▶ [Goal] Please decide whether each statement agrees with the post about Obernburg, answering yes or no and quoting the words from the post that settle it: (a) The family opened the house every Memorial Day weekend. (b) The house had a TV. (c) The lilac bush grew outside the kitchen windows.

Saturday, March 11, 2017

The World is Missing an Obernburg

When I was a kid my granny had a house upstate NY just outside of this tiny little one-intersection town called Obernburg.  It cost nothing as it had been passed down from generation to generation in my pop-pops family, and it was in a town with a population so small the "school" was literally a loft in the church with maybe 4-5 farmer's kids and all mixed up grades.  I mean, this was Little House in the Prairie time.
   It was only a summer home for us that my uncle Robert would occasionally visit in the winter to hunt.  We'd open every Memorial Day weekend and close every Columbus Day in the fall.  But every summer vacation, every weekend in between almost, someone was always visiting and for whoever it was it became a fairly annual tradition. 
   I wouldn't say we were a very rich family, but I remember being at least comfortable for a while.  There weren't too many modern conveniences there (if you don't count the running water and electric oven).  You had to climb a long hill and follow a long dirt road to get there.  The things that stood out was that there was a giant Lilac bush right outside my granny's bedroom windows (always blooming opening weekend), a wood burning stove and separate fireplace that was the only source of heat for the two hemispheres in the house, several small bedrooms (it was almost littered with them), two pits on the hill, one for barbarque and one for garbage, and great big front porch lined with mismatched rocking chairs.
   It wasn't any one of these particulars that lent this place it's magic.  I've since been to many one-intersection towns, and barbaqued on several different barbaque pits.  I've even come to envy some of the more modern conveniences of other people's homes in the country.  None of that was what made this place special.
   There was no just "stopping by" as it was hours away from really ...anything.  And there was no TV, so when you were up you were engaging.  Each swarm of people who came had their own charm and each bring back such unique little memories I won't share here because I can't.  They are a part now of the very fabric of me.  
   Years later, as my granny retired she had to make a choice of whether to keep Obernburg, or sell it and continue her "real" life in the city.  In the end she thought she chose to be close to family.
   It's ironic though as for me it seems that was the end of family.  No more long weekends working together to complete the chores of opening the blankets, taking the rock off the chimneys, or mowing and weed whacking the tremendous lawns.  No more revolving doors of company.  No more late nights playing board games at the table, rocking with the old folks on the porch, or lying out under the stars up on the hill.  No more long uninterrupted chats.  No more swarms of people looking into each other's eyes or side by side watching whatever.  No more real sharing.  No more clear memories.  No more laughter.

   But whenever I catch a scent of Lilac, or cedar and moth balls, I'm back.  Clear summer skies, long afternoons, and stars so close and plentiful you could almost literally taste them.  The world needs a little Obernburg again.  I'm not sure what is wrong with all of us, but that I know now for sure.

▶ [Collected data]
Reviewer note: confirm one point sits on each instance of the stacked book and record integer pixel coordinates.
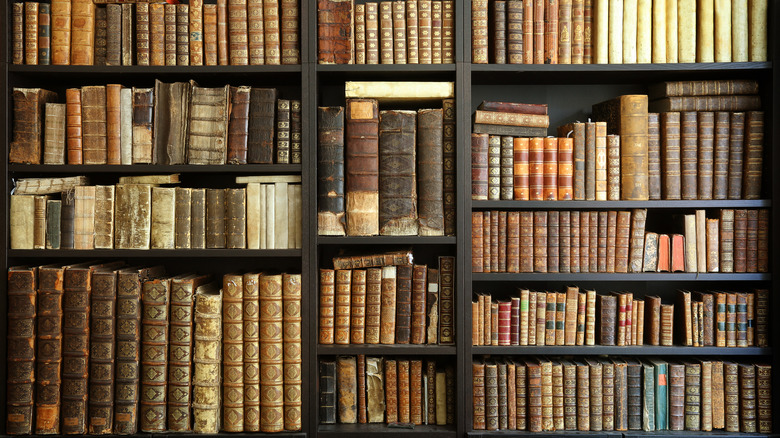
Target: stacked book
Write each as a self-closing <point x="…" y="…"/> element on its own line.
<point x="172" y="123"/>
<point x="387" y="390"/>
<point x="399" y="174"/>
<point x="386" y="299"/>
<point x="621" y="394"/>
<point x="245" y="32"/>
<point x="386" y="32"/>
<point x="574" y="317"/>
<point x="616" y="241"/>
<point x="617" y="32"/>
<point x="138" y="213"/>
<point x="196" y="340"/>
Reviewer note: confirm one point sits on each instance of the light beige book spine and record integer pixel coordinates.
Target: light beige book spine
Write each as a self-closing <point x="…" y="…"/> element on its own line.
<point x="104" y="217"/>
<point x="630" y="14"/>
<point x="22" y="229"/>
<point x="206" y="357"/>
<point x="722" y="30"/>
<point x="280" y="216"/>
<point x="163" y="218"/>
<point x="644" y="31"/>
<point x="691" y="261"/>
<point x="253" y="214"/>
<point x="705" y="50"/>
<point x="757" y="33"/>
<point x="659" y="31"/>
<point x="686" y="30"/>
<point x="600" y="38"/>
<point x="739" y="31"/>
<point x="671" y="31"/>
<point x="616" y="31"/>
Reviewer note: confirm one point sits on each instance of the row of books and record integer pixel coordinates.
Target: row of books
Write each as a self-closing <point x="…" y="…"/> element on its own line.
<point x="201" y="367"/>
<point x="393" y="304"/>
<point x="386" y="390"/>
<point x="617" y="32"/>
<point x="386" y="32"/>
<point x="247" y="32"/>
<point x="172" y="123"/>
<point x="393" y="173"/>
<point x="722" y="319"/>
<point x="616" y="241"/>
<point x="621" y="394"/>
<point x="140" y="216"/>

▶ [Response to the task]
(a) Yes: "We'd open every Memorial Day weekend and close every Columbus Day in the fall."
(b) No: "And there was no TV, so when you were up you were engaging."
(c) No: "there was a giant Lilac bush right outside my granny's bedroom windows"